• [Enunciado A]: Cita textualmente el pasaje del fragmento sobre la libertad sentimental de la mujer en el teatro que va desde "Por otro lado, comediógrafos" hasta "de los sentimientos.", ambos incluidos.
• [Enunciado B]:
Responde estas preguntas según el fragmento sobre la libertad sentimental de la mujer en el teatro:
(i) ¿Después de qué obra el autor que quisiese llevar a las tablas una historia de amor no podía ya ignorar el problema de la libertad de la mujer?
(ii) ¿Desde qué época gozaba el hombre de una libertad casi total en los tratos amorosos?
(iii) ¿En qué género ocurría a menudo que la mujer apareciese acosada por los deseos libidinosos de un poderoso?

• [Fragmento del texto]:
•••••

Université di Genova



Después de El sí de las niñas, el autor que quisiese llevar a las tablas una historia de amor (es decir, casi todos) no podía ya ignorar el problema de la libertad de la mujer en lo correspondiente a sus sentimientos. Sobre esta conciencia pesaba no solamente la enseñanza moratiniana, sino también la evolución de los tiempos, particularmente gracias al advenimiento del liberalismo, que aspiraba kantiana e institucionalmente a la autonomía del yo en las aplicaciones de su razón práctica, y del romanticismo con su conclamada primacía del sentimiento y su vocación a la transgresión de las normas sociales más coercitivas.

Por otro lado, comediógrafos y dramaturgos tenían que enfrentarse con una larguísima tradición, tanto social como teatral, por la que, en tanto que el hombre gozaba, ya desde el Siglo de Oro, de una libertad casi total en los tratos amorosos, la mujer siempre aparecía sometida a la voluntad de sus padres o tíos o hermanos, o acosada por los deseos libidinosos de un poderoso (como ocurría a menudo en la tragedia neoclásica) o vinculada a unos votos religiosos: una serie de circunstancias que, mientras estimulaban la lucha de parte de su amante, limitaban notablemente su libertad de elección en el campo de los sentimientos.

•••••

• [Líneas de datos]:
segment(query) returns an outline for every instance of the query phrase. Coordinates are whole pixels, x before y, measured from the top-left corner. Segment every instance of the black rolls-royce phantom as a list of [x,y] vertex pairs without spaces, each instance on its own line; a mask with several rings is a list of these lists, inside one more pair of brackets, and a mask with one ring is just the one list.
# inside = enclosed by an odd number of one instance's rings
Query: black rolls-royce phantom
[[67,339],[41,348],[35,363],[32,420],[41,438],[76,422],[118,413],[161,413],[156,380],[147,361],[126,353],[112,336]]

•••••

• [Respuesta A]:
Por otro lado, comediógrafos y dramaturgos tenían que enfrentarse con una larguísima tradición, tanto social como teatral, por la que, en tanto que el hombre gozaba, ya desde el Siglo de Oro, de una libertad casi total en los tratos amorosos, la mujer siempre aparecía sometida a la voluntad de sus padres o tíos o hermanos, o acosada por los deseos libidinosos de un poderoso (como ocurría a menudo en la tragedia neoclásica) o vinculada a unos votos religiosos: una serie de circunstancias que, mientras estimulaban la lucha de parte de su amante, limitaban notablemente su libertad de elección en el campo de los sentimientos.

• [Respuesta B]:
(i) Después de El sí de las niñas.
(ii) Desde el Siglo de Oro.
(iii) En la tragedia neoclásica.